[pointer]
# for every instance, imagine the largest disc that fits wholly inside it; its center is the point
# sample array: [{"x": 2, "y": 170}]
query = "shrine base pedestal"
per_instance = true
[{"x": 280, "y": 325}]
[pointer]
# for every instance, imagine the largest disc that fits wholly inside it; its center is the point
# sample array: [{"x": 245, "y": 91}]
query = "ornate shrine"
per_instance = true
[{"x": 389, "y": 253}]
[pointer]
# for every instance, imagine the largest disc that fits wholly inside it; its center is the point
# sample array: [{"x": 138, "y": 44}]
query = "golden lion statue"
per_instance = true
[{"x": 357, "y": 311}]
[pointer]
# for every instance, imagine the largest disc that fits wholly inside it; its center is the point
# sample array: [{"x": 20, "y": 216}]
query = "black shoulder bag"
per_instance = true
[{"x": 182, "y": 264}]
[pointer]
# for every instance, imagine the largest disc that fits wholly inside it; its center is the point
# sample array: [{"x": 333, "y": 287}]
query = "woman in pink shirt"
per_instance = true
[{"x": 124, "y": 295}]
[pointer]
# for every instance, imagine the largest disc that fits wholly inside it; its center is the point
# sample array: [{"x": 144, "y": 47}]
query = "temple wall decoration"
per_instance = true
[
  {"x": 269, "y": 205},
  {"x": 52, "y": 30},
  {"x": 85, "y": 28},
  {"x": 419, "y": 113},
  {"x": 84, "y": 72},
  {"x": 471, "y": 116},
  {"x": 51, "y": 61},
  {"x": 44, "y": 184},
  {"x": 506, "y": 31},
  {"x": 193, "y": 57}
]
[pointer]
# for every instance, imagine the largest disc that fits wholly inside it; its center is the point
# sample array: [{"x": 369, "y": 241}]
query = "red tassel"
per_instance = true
________________________
- Task to carry out:
Please change "largest disc" to "biggest circle" everywhere it occurs in the entries above, and leave every other part of the lines as it is.

- Solved exercise:
[pointer]
# for every instance, imagine the biggest circle that fits wholly inside it; its center is the point
# sample array: [{"x": 2, "y": 170}]
query = "shrine base pedestal"
per_instance = true
[{"x": 280, "y": 325}]
[pointer]
# for every instance, imagine the biggest circle that fits wholly inside it; its center is the point
# sample array: [{"x": 245, "y": 91}]
query = "ornate shrine"
per_instance = true
[{"x": 389, "y": 253}]
[pointer]
# for every instance, imagine the biggest circle that fits wholly inside it; its center is the point
# sample array: [{"x": 138, "y": 44}]
query = "golden lion statue"
per_instance = true
[{"x": 357, "y": 311}]
[pointer]
# for every instance, imagine the biggest circle that fits wholly inside it; its center is the point
# sample array: [{"x": 20, "y": 216}]
query = "black shoulder bag"
per_instance = true
[{"x": 182, "y": 264}]
[pointer]
# for every instance, imagine the biggest circle that fits wholly inside it; its center is the point
# sample array: [{"x": 333, "y": 287}]
query = "woman in pink shirt"
per_instance = true
[{"x": 124, "y": 295}]
[pointer]
# for every instance, imagine the biggest circle that fits wholly inside it; its center is the point
# sample array: [{"x": 144, "y": 47}]
query = "temple wall decoration"
per_instance = true
[
  {"x": 269, "y": 205},
  {"x": 52, "y": 30},
  {"x": 85, "y": 28},
  {"x": 419, "y": 113},
  {"x": 84, "y": 72},
  {"x": 471, "y": 116},
  {"x": 51, "y": 61},
  {"x": 44, "y": 184},
  {"x": 506, "y": 31},
  {"x": 193, "y": 57}
]
[pointer]
# for every instance, imagine the biggest circle that fits wholly inside it; its center is the point
# sample array: [{"x": 369, "y": 241}]
query = "red tassel"
per_instance = true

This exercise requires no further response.